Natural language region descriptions
○ ○ ○ ○ ○ ○ ○

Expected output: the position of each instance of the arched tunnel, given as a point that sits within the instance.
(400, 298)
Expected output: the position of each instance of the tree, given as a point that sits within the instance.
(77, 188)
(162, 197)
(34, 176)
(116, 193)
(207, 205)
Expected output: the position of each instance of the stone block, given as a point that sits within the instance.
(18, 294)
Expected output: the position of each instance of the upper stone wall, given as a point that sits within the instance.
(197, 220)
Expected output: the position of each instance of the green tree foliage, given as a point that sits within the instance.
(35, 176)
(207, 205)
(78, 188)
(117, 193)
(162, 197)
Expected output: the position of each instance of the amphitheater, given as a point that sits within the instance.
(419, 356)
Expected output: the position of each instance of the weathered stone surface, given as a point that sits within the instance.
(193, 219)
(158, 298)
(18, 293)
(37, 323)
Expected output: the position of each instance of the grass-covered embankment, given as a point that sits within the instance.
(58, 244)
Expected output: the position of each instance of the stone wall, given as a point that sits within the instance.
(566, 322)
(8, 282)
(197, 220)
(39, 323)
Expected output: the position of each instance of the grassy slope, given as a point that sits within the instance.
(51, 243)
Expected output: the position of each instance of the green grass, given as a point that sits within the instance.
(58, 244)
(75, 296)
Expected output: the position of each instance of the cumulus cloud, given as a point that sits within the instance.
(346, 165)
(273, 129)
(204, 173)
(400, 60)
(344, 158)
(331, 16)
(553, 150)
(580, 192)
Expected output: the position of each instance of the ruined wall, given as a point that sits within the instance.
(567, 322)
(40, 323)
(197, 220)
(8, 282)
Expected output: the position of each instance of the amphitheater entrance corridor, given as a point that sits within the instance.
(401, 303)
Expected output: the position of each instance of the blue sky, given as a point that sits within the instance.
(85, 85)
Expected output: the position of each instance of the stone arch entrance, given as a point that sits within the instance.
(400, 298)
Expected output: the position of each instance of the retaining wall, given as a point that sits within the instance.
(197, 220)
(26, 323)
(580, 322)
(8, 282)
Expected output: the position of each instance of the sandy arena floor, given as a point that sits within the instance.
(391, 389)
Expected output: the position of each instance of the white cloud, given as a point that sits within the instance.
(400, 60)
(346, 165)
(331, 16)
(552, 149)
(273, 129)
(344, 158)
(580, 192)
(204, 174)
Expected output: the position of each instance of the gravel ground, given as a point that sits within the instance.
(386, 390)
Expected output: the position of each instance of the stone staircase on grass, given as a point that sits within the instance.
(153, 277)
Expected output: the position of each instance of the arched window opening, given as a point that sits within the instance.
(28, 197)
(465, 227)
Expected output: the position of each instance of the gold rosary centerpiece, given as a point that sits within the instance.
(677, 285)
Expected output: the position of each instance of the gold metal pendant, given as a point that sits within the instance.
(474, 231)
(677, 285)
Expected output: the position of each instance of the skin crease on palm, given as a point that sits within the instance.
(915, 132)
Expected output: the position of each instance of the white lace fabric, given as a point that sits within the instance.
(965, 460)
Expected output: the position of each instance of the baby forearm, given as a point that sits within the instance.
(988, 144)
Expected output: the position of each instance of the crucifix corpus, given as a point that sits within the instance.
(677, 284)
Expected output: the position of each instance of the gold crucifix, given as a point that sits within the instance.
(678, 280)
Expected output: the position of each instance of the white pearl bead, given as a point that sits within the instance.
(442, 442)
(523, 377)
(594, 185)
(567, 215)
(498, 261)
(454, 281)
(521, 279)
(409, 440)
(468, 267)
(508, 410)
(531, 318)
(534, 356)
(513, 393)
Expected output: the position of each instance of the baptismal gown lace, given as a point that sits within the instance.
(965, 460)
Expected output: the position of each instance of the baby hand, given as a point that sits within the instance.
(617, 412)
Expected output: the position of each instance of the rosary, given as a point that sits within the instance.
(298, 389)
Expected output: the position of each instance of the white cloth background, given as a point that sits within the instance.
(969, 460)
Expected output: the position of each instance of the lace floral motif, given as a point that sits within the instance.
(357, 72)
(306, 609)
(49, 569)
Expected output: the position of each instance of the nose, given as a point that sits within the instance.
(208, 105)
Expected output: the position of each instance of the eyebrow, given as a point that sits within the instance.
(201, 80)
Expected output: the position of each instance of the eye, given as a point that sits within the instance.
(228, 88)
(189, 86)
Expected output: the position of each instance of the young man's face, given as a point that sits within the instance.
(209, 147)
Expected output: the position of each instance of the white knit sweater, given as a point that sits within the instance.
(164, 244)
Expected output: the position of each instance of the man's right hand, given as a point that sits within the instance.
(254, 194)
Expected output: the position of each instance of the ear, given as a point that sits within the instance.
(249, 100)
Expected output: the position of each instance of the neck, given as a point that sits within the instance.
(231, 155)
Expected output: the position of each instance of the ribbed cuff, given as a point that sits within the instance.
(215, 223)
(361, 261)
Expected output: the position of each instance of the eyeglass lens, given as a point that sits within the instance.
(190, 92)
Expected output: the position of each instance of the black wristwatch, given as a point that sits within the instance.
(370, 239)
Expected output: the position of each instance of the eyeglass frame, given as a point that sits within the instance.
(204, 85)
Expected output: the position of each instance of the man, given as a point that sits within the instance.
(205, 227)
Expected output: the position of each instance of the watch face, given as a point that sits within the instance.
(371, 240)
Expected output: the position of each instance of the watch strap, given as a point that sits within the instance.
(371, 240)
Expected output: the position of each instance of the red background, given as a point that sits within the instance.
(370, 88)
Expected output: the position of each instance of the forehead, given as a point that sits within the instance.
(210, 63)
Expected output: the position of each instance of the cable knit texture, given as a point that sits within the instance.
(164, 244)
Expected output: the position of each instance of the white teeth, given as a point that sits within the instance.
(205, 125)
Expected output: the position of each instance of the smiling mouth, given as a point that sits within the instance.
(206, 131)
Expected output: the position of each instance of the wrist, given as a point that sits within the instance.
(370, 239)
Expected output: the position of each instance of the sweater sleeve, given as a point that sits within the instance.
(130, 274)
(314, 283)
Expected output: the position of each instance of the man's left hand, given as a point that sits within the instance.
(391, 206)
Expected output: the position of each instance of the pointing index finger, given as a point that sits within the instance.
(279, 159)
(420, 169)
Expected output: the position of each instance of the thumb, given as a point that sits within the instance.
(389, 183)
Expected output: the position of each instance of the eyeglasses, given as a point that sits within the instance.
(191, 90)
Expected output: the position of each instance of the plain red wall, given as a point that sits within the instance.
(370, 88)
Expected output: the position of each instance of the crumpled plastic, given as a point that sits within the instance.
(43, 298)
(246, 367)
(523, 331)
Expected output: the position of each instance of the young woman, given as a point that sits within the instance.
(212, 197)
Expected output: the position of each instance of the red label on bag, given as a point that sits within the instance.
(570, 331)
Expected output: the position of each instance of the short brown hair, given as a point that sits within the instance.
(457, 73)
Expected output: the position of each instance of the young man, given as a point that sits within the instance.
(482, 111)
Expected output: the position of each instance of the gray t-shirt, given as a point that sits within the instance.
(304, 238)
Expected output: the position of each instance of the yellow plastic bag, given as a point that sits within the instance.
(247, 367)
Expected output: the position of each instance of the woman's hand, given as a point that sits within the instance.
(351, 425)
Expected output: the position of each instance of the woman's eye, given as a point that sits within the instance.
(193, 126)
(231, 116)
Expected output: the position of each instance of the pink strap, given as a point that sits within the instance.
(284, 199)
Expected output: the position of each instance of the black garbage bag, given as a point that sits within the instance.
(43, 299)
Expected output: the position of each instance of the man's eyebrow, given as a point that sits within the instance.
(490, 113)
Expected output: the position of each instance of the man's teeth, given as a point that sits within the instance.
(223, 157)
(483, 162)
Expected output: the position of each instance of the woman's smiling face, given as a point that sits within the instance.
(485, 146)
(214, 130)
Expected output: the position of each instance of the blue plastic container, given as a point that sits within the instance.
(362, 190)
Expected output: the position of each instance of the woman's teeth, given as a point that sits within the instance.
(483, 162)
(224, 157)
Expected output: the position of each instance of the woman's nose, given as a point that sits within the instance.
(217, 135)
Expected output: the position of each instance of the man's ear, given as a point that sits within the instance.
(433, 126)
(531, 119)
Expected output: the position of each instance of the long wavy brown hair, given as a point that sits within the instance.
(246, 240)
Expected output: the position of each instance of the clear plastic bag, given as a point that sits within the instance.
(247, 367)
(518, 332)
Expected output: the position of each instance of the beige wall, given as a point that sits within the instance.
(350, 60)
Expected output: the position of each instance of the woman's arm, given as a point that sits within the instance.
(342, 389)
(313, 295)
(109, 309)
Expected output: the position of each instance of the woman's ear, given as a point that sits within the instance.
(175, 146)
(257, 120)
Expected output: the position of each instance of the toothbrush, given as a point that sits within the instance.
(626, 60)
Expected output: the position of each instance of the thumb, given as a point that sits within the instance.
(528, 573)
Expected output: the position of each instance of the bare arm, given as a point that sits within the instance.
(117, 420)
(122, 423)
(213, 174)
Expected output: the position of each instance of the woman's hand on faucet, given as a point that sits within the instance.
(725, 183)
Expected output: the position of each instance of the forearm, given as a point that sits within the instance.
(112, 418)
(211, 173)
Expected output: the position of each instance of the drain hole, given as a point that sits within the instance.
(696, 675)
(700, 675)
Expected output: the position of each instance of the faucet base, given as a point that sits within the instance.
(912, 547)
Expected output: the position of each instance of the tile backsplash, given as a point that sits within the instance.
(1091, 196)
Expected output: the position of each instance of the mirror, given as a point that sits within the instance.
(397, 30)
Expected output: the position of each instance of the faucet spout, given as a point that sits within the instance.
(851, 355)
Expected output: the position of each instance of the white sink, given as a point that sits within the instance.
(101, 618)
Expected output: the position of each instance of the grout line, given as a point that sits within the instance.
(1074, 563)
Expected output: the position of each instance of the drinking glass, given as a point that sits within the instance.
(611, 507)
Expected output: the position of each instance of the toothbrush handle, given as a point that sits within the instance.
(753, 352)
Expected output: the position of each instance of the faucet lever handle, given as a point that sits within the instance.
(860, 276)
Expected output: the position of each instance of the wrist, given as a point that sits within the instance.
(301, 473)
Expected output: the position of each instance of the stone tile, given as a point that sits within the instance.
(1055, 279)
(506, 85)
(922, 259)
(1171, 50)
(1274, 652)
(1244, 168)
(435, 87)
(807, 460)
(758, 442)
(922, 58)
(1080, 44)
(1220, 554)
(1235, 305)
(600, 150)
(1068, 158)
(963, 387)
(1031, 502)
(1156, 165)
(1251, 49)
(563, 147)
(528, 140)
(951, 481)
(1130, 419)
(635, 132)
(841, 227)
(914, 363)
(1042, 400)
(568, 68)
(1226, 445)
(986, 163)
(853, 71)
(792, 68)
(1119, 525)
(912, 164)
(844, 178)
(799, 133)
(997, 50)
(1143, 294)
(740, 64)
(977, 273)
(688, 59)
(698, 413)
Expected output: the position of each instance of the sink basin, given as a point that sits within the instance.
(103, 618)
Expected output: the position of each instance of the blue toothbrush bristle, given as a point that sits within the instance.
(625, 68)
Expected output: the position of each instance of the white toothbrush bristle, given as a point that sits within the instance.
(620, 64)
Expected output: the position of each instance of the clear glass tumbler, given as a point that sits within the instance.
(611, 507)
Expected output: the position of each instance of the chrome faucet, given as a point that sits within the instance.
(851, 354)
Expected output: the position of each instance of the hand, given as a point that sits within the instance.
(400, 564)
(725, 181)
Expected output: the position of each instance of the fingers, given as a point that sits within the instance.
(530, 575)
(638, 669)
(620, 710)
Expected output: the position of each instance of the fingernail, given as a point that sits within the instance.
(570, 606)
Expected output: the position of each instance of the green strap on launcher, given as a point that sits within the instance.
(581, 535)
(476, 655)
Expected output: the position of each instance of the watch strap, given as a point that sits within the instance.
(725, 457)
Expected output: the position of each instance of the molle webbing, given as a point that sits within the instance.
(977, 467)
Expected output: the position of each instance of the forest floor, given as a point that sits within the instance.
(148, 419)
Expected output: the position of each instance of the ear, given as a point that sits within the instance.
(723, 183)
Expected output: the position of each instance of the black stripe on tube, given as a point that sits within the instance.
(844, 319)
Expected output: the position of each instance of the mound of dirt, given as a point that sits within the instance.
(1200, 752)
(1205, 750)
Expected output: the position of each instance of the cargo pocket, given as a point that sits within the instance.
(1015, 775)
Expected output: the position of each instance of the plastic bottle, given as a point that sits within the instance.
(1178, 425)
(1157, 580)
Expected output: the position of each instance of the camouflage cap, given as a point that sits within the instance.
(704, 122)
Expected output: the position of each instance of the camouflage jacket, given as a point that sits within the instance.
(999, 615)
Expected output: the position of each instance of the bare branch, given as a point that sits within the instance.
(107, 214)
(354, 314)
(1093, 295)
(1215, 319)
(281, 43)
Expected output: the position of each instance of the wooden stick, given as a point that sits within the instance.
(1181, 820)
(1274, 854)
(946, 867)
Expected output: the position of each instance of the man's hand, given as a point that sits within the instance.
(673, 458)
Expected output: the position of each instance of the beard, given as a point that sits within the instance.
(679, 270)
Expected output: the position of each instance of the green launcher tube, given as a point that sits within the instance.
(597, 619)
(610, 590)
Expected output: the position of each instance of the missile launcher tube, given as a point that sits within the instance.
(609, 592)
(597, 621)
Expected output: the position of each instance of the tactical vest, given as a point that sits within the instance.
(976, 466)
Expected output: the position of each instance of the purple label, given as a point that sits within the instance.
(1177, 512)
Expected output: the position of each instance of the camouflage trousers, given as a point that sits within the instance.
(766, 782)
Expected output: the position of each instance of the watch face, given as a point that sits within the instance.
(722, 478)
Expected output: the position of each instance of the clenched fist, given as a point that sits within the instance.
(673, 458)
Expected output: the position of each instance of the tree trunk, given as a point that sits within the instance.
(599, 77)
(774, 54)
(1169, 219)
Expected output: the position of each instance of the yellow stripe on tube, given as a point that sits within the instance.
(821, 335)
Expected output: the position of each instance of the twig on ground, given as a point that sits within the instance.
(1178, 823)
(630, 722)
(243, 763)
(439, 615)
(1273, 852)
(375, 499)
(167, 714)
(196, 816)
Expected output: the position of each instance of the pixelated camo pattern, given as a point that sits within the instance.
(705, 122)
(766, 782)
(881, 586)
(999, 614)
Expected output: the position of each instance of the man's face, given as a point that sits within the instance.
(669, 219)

○ ○ ○ ○ ○ ○ ○

The result should consist solely of the lines from the one that contains "the man's face, given" to the last line of the records above, reproduced exactly.

Expected output: the position of each instance of the man's face, given as a point that sits within the instance.
(669, 219)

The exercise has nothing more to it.